• **Task instructions**:
Count the lines in the rows below that contain the string "round", and reply with that number only.

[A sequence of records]
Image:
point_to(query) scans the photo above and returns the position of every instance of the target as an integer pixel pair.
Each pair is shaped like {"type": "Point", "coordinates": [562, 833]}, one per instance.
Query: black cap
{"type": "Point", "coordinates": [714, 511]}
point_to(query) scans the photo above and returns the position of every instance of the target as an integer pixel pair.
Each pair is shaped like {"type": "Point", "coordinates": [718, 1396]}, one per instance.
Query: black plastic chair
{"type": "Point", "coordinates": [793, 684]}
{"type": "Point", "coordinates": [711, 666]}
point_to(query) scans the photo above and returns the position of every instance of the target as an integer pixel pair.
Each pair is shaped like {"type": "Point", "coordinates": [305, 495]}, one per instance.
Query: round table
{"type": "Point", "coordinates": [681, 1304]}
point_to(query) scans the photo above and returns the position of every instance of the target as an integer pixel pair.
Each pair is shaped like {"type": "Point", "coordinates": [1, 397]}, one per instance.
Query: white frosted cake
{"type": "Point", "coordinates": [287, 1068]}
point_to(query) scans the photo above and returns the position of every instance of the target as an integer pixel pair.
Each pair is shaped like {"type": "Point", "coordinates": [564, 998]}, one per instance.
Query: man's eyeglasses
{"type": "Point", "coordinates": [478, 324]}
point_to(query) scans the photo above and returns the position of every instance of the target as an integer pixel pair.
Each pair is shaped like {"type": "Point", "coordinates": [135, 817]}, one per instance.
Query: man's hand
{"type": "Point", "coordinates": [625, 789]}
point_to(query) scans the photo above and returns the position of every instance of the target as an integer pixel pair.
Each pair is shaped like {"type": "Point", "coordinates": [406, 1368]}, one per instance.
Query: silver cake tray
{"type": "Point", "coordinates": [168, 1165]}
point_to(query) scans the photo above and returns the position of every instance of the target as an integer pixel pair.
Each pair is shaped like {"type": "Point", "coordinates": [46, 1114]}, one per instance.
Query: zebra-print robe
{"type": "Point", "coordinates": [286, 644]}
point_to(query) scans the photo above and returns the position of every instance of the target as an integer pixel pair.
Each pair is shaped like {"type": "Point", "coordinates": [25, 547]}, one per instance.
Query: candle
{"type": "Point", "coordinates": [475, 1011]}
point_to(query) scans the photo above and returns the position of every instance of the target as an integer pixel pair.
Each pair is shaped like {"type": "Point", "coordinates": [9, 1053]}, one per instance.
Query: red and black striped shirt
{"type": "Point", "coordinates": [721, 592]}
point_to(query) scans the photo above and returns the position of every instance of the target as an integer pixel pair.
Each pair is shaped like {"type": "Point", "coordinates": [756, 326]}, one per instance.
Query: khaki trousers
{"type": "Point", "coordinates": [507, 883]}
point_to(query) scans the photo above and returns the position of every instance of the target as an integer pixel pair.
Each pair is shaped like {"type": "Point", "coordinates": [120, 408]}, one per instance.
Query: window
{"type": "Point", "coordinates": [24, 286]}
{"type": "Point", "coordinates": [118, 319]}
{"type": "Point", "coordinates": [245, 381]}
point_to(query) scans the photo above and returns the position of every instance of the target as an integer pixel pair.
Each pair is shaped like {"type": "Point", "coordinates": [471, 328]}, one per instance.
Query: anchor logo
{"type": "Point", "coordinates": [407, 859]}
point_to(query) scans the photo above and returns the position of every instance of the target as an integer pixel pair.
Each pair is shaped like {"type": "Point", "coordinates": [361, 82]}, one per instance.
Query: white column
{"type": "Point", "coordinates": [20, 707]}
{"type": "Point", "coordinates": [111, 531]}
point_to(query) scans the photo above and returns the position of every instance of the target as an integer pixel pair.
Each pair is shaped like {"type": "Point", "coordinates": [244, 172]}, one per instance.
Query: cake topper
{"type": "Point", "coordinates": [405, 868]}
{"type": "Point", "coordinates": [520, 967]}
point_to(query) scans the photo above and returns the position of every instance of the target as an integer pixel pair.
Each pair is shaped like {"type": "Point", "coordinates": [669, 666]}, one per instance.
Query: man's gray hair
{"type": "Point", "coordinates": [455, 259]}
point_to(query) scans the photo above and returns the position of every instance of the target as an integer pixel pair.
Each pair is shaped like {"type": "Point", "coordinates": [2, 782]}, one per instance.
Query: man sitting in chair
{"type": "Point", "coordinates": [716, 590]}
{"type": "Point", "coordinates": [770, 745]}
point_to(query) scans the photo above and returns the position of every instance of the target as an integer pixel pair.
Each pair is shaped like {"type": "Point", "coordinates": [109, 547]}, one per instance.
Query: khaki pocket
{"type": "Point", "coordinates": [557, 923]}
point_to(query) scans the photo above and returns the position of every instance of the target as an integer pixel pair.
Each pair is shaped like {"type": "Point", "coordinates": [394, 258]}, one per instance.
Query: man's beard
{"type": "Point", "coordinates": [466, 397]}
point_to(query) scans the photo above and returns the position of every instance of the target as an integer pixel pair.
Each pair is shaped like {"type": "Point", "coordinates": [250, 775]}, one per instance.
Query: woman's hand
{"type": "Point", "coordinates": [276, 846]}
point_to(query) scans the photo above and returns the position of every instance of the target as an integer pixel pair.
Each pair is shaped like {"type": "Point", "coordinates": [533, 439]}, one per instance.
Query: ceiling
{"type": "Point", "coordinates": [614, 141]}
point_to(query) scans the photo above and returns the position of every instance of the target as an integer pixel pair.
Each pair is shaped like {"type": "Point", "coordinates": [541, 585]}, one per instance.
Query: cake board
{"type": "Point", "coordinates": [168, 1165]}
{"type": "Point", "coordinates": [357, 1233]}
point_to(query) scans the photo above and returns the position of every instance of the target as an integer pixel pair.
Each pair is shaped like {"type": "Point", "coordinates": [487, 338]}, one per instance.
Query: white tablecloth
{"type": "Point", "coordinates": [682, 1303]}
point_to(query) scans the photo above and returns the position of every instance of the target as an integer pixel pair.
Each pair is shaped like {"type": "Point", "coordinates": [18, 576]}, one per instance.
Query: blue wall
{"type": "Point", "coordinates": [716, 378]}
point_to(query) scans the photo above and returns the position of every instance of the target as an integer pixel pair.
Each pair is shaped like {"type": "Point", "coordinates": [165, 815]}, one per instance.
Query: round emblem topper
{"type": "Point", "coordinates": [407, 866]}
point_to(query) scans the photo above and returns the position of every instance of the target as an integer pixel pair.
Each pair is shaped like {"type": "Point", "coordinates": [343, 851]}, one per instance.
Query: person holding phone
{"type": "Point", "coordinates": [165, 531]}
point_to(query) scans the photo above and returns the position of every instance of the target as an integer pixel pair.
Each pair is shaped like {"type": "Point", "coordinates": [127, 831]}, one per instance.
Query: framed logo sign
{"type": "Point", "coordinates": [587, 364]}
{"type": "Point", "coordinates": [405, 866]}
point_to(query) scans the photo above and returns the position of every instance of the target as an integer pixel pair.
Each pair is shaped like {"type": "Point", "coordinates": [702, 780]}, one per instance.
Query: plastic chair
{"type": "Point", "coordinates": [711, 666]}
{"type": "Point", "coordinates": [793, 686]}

• **Result of the task**:
2